--- start of DATA PROVIDED ---

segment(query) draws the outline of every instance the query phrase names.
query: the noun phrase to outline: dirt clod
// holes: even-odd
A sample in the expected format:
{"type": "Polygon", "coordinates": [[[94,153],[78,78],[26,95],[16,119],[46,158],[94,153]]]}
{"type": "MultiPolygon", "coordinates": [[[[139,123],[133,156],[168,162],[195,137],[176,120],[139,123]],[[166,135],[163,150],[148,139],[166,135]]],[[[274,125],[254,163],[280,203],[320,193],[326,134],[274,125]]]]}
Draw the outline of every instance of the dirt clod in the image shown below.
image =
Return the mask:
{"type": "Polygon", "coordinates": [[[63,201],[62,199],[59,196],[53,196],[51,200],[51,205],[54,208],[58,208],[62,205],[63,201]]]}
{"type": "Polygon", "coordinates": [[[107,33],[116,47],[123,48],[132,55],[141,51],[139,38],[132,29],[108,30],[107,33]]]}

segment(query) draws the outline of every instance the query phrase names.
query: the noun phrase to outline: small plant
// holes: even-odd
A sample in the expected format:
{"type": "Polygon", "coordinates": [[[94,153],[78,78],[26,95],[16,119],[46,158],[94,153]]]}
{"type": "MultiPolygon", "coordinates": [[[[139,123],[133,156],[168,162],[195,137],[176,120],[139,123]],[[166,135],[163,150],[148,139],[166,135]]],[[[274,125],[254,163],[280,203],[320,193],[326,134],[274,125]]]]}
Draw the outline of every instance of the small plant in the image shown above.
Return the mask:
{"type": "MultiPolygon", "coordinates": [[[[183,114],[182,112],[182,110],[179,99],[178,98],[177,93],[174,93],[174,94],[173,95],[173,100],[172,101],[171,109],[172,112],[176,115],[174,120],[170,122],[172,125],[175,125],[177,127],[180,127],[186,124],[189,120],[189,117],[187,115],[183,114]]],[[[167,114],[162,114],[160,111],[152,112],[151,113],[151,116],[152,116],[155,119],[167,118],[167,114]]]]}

--- end of DATA PROVIDED ---

▶ _PROBLEM TO SOLVE_:
Give the material above as a two-column CSV with the header instruction,mask and two rows, one for the dirt clod and one for the small plant. Each row puts its text in one quoted field and its answer in another, with line breaks replaced by spaces.

▶ _TASK OUTPUT_:
instruction,mask
"segment(query) draws the outline of every instance the query phrase names. query: the noun phrase to outline: dirt clod // holes: even-odd A sample in the expected format: {""type"": ""Polygon"", ""coordinates"": [[[94,153],[78,78],[26,95],[16,119],[46,158],[94,153]]]} {""type"": ""MultiPolygon"", ""coordinates"": [[[[139,123],[133,156],[168,162],[195,137],[176,120],[139,123]],[[166,135],[163,150],[148,139],[166,135]]],[[[274,125],[254,163],[280,203],[320,193],[326,134],[274,125]]]]} Draw the outline of every instance of the dirt clod in the image shown below. image = Return the mask:","{""type"": ""Polygon"", ""coordinates"": [[[63,201],[62,199],[59,196],[53,196],[51,200],[51,205],[54,208],[58,208],[62,205],[63,201]]]} {""type"": ""Polygon"", ""coordinates"": [[[107,33],[116,47],[123,48],[132,55],[141,51],[139,38],[132,29],[108,30],[107,33]]]}"
"segment(query) draws the outline of every instance the query phrase names. query: the noun phrase to outline: small plant // holes: even-odd A sample in the expected format: {""type"": ""Polygon"", ""coordinates"": [[[94,153],[78,78],[26,95],[16,119],[46,158],[94,153]]]} {""type"": ""MultiPolygon"", ""coordinates"": [[[[139,123],[133,156],[168,162],[195,137],[176,120],[139,123]],[[166,135],[163,150],[148,139],[166,135]]],[[[274,125],[254,163],[280,203],[320,193],[326,134],[274,125]]]]} Draw the outline of every instance of the small plant in the image shown above. Return the mask:","{""type"": ""MultiPolygon"", ""coordinates"": [[[[183,114],[182,112],[182,110],[179,99],[178,98],[177,93],[174,93],[174,94],[173,95],[173,100],[172,101],[171,109],[172,112],[176,115],[174,120],[170,122],[172,125],[175,125],[177,127],[180,127],[186,124],[189,120],[189,117],[187,115],[183,114]]],[[[167,114],[162,114],[160,111],[152,112],[151,113],[151,116],[152,116],[155,119],[167,118],[167,114]]]]}"